GIVEN ENTRIES section start

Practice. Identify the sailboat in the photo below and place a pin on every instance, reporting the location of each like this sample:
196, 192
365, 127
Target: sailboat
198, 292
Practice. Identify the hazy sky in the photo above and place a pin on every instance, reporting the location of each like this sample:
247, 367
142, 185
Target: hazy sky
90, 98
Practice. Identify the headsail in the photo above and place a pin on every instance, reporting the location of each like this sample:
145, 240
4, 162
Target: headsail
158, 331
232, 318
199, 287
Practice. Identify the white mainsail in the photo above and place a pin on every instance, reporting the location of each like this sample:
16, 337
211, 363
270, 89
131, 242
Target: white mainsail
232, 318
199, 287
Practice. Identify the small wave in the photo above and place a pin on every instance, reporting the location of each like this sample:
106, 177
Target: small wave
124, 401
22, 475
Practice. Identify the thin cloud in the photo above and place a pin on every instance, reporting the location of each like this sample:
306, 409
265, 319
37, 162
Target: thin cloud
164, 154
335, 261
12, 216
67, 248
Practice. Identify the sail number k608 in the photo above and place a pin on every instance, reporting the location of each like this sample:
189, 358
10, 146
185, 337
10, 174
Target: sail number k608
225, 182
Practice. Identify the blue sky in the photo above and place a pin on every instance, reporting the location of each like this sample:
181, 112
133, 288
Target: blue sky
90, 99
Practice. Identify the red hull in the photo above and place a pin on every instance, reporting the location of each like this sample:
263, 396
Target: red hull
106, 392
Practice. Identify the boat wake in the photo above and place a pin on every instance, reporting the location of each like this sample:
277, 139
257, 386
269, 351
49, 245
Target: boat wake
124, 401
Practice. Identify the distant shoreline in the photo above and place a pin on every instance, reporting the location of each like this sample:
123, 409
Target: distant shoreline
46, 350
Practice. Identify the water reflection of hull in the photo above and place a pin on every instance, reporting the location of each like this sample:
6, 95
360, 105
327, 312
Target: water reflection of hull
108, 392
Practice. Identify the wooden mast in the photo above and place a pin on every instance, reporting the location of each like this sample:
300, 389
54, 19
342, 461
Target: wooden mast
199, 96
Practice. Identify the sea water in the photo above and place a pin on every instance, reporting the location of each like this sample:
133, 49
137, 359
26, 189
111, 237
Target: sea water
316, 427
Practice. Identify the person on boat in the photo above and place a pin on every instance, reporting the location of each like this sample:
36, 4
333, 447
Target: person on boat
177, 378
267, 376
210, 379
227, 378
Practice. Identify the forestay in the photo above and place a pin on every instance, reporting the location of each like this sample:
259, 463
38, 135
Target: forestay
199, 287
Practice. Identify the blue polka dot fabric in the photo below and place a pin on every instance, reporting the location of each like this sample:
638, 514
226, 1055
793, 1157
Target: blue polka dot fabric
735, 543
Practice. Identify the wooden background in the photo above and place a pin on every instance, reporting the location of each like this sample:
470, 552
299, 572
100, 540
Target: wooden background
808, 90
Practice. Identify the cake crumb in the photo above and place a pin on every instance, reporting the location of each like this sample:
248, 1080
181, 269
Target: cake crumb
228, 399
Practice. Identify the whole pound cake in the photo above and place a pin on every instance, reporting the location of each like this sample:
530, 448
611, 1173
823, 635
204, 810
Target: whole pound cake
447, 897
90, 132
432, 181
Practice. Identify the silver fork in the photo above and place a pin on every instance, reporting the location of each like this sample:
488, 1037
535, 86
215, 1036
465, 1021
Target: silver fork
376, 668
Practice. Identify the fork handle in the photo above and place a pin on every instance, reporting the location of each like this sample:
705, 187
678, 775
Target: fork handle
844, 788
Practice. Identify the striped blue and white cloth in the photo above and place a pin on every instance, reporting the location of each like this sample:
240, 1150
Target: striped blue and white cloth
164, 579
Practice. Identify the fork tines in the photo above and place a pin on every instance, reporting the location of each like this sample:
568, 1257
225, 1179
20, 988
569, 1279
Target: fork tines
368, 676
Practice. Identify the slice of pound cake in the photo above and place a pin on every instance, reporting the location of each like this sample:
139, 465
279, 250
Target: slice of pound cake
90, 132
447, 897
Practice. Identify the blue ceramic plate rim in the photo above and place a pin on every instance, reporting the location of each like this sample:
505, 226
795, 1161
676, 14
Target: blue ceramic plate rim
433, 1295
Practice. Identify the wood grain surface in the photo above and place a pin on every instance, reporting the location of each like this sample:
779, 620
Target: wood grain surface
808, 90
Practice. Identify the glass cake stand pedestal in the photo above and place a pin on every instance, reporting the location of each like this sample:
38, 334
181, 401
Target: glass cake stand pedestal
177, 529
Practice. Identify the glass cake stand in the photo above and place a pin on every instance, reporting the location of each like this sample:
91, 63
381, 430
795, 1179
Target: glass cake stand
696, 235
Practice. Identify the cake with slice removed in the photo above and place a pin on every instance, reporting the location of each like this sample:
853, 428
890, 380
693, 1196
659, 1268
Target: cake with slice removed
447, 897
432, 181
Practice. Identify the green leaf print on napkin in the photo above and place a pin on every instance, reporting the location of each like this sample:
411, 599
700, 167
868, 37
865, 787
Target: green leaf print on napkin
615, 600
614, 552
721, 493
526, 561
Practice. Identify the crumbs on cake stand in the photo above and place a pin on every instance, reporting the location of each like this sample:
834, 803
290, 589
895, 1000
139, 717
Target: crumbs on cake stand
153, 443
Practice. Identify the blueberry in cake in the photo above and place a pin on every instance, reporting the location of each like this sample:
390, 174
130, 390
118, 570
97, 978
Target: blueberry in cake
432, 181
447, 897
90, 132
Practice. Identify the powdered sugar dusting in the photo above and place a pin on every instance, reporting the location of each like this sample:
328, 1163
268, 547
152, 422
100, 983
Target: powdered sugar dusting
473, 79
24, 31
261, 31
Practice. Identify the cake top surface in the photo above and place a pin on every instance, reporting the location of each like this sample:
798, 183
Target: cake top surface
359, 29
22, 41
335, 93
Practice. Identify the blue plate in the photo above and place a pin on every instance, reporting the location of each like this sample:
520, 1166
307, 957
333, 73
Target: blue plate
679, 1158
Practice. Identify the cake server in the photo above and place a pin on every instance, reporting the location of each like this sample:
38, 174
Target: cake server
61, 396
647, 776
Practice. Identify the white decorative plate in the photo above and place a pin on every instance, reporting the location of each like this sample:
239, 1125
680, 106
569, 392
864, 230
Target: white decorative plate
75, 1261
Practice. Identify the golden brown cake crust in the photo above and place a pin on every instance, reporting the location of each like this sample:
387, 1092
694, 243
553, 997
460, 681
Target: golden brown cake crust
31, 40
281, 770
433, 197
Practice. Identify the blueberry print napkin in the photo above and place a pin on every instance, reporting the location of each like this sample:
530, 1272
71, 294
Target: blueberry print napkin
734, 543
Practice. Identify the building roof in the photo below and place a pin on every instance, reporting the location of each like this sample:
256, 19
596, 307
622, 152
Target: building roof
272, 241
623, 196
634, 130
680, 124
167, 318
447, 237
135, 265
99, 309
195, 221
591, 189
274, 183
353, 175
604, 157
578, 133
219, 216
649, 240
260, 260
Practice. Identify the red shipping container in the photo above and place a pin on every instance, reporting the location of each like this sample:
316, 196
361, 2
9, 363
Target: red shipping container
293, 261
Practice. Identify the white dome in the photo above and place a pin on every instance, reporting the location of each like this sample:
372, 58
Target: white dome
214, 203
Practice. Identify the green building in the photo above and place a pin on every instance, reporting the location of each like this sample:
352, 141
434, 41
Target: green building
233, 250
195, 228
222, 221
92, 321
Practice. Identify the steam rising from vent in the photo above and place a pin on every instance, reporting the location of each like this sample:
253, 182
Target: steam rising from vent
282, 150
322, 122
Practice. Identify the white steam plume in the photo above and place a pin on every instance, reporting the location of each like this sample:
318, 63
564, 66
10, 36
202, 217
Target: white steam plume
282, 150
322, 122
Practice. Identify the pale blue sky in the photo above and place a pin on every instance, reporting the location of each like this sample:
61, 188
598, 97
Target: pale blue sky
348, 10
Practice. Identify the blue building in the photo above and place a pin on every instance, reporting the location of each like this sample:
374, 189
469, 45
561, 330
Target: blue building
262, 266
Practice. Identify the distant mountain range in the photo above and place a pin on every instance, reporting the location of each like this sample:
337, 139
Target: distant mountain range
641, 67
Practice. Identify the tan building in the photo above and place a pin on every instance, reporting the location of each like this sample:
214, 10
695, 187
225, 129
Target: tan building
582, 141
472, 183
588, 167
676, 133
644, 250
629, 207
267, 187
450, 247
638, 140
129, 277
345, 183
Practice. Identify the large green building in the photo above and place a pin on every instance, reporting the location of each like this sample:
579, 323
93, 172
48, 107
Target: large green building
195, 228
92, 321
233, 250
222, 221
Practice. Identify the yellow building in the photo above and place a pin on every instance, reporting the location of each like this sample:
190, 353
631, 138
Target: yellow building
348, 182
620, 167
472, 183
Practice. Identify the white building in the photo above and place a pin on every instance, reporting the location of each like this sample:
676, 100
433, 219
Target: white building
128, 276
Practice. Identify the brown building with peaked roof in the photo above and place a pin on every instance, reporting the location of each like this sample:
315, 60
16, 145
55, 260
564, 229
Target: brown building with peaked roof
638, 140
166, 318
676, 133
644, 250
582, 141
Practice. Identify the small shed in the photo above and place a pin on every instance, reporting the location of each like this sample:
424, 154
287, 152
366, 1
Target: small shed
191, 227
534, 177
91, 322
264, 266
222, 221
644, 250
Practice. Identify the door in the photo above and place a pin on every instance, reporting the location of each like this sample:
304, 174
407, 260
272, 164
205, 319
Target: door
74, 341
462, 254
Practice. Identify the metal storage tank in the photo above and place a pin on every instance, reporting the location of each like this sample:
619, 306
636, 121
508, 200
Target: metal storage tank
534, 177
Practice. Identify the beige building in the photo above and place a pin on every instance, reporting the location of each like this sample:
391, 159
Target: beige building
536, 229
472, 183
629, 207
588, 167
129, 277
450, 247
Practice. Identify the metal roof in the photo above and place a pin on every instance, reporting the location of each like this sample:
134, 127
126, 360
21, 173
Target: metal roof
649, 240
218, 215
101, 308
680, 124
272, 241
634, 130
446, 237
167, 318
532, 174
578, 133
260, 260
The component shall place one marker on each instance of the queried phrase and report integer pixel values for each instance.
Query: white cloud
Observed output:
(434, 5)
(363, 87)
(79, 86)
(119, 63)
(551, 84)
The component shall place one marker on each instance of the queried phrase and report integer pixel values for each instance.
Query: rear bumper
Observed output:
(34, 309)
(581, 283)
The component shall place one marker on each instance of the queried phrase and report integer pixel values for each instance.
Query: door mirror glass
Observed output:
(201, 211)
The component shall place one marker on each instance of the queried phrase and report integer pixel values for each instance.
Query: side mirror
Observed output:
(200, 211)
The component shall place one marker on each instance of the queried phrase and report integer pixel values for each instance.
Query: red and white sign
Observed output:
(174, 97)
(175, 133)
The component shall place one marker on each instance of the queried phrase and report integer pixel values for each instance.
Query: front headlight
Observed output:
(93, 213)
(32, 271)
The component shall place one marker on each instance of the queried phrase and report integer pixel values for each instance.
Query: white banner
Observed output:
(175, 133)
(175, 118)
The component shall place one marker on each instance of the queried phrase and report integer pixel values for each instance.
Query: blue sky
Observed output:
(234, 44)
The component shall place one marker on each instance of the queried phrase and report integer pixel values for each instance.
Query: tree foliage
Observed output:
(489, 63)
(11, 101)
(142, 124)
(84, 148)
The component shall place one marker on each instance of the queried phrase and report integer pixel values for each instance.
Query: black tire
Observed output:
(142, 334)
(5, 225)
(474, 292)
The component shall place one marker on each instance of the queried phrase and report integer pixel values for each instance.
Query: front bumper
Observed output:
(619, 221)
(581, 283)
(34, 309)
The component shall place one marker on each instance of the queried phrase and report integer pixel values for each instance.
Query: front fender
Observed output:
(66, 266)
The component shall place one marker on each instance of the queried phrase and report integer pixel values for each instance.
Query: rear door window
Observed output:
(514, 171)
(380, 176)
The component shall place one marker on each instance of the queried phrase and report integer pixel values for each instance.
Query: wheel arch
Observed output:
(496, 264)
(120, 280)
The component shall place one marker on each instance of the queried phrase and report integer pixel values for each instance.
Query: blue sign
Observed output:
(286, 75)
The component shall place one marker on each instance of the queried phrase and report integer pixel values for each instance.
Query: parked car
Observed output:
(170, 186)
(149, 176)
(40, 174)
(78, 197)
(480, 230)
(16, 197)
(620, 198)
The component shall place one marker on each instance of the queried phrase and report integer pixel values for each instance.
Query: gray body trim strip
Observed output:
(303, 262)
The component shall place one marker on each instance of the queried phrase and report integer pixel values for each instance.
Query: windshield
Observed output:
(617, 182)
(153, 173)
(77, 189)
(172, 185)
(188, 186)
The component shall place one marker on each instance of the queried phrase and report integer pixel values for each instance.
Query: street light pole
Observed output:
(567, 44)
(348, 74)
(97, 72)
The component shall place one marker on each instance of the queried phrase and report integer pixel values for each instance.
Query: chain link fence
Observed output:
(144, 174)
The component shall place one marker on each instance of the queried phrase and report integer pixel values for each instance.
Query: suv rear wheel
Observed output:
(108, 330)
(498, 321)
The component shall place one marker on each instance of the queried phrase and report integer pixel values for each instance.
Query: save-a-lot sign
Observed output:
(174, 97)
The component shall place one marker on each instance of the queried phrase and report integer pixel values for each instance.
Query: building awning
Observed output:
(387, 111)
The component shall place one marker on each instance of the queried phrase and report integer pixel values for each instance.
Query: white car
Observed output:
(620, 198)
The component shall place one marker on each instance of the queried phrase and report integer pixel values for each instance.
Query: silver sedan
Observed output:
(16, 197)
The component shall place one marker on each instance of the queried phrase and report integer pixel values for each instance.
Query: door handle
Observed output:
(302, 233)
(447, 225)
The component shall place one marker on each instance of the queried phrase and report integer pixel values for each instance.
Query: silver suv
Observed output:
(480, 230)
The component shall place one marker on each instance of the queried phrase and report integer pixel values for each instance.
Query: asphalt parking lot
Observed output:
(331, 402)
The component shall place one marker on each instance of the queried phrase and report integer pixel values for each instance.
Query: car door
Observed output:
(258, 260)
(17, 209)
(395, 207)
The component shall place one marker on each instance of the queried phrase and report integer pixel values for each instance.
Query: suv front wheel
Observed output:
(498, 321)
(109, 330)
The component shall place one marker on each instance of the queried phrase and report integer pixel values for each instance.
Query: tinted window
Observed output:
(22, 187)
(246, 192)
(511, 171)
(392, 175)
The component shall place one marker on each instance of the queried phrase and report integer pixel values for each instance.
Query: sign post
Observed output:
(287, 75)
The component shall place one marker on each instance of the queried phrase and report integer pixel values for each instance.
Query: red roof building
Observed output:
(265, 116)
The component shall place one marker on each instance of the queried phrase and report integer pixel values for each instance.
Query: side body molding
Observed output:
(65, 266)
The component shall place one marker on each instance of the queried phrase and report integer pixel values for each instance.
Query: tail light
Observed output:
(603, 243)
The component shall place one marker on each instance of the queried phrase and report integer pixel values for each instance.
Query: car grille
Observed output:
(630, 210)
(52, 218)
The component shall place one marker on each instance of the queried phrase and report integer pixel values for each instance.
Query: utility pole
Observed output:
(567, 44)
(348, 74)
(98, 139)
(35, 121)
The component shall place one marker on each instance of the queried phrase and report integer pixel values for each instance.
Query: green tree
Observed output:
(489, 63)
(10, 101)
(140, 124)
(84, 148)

GIVEN ENTRIES section end

TASK DETAILS:
The expected output is one number, the tally of lines above containing "sign".

RESPONSE TO THIS TASK:
4